* [TRECHO DA FONTE]:
● ● ●
O contexto complexo da propositura dos referenciais para o Ensino Médio e a possibilidade de estar na redação do Referencial Curricular Gaúcho para o Ensino Médio, se colocam para mim, como possibilidades de diálogo mais intenso acerca da problemática do EM e, por decorrência, da Educação Básica e nesse sentido, de alguma forma contribuir com a sua construção.

Ciente, consciente e, mesmo, incapaz de alterar as grandes estruturas sistêmicas e hegemônicas que se impõem tanto na realidade macro quanto micro, a possibilidade de inserção no grande diálogo que implica o mundo da educação com suas pluralidades, dificuldades, mas também com suas responsabilidades e potencialidades, contribuir na linguagem, na elaboração de um texto com abertura democrática e, na minha ótica, ocupar um espaço e interferir nas processualidades que se distanciam das salas das/dos Professoras/es. Pode-se lembrar, neste sentido, de Boaventura de Sousa Santos, sociólogo português, ao ensinar as dimensões dos problemas que, talvez, não criados por nós, são globais e implicam uma ação local.
● ● ●
* [LISTAGEM DE ENTRADAS]:
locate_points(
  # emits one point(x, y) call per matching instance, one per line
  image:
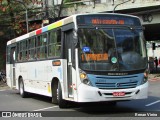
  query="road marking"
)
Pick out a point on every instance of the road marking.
point(45, 108)
point(153, 103)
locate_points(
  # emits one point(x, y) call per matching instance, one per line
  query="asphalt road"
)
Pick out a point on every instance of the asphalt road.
point(11, 101)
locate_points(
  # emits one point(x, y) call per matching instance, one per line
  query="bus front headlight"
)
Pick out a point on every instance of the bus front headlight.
point(83, 77)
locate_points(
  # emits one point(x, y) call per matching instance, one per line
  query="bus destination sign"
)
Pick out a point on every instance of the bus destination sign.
point(107, 20)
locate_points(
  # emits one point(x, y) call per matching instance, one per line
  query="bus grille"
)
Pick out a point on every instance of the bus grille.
point(117, 85)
● ● ●
* [O QUE SE PEDE]:
**a)** Repita, do texto sobre o Referencial Curricular Gaúcho, o trecho que vai de "Ciente, consciente e, mesmo, incapaz" até "uma ação local.".
**b)** Retome o texto sobre o Referencial Curricular Gaúcho e dê continuidade a ele a partir da última frase apresentada.

* [RESPOSTAS POR TAREFA]:
**a)**
Ciente, consciente e, mesmo, incapaz de alterar as grandes estruturas sistêmicas e hegemônicas que se impõem tanto na realidade macro quanto micro, a possibilidade de inserção no grande diálogo que implica o mundo da educação com suas pluralidades, dificuldades, mas também com suas responsabilidades e potencialidades, contribuir na linguagem, na elaboração de um texto com abertura democrática e, na minha ótica, ocupar um espaço e interferir nas processualidades que se distanciam das salas das/dos Professoras/es. Pode-se lembrar, neste sentido, de Boaventura de Sousa Santos, sociólogo português, ao ensinar as dimensões dos problemas que, talvez, não criados por nós, são globais e implicam uma ação local.

**b)**
Como Professor da rede estadual do Rio Grande do Sul há 26 anos, aceitei o desafio para pensar a educação básica e especificamente o ensino médio no horizonte do conhecimento para todos e todas, da ciência, da emancipação; assumi a urgência de debater nosso ensino e suas metodologias a partir das juventudes, de suas demandas e de seus contextos. 

A vida, a existência dos indivíduos, a sociedade e a solidariedade, bem como a excelência intelectual e sentimental passam pelo protagonismo das/dos professoras/es, de cada indivíduo que vê a escola com desejo de saber.

Me senti comprometido e diretamente implicado em meu fazer pedagógico e com as juventudes, com os rumos e implicações da educação e, especificamente, do ensino e me envolvi nesse grande diálogo que pode salvar indivíduos e a sociedade. Mas que, para isso precisa estar consciente de que, conforme dados do PNAD (2015), somente 61% das juventudes brasileiras e 59% das juventudes gaúchas, concluem o EM; 12%, no Brasil, e 14%, no RS, deveriam estar cursando o EM e estão fora da escola; 24% das juventudes do EM, matriculadas no RS, trabalham durante o dia, enquanto 17% na média brasileira. Daquelas juventudes que não estão na escola, 44% estão trabalhando, no RS, e 33%, na média brasileira. Não bastasse isso, é preciso ainda compreender que 20,1% das juventudes do EM enfrenta a reprovação em escolas públicas, enquanto, apenas 5,1%, na rede privada (INEP, 2018). Mas é preciso pensar, também, que a rede pública acolhe 88% das juventudes das classes trabalhadoras, explica a Professora Dra. Jaqueline Moll (https://fb.watch/2j1x5pHrJH/ )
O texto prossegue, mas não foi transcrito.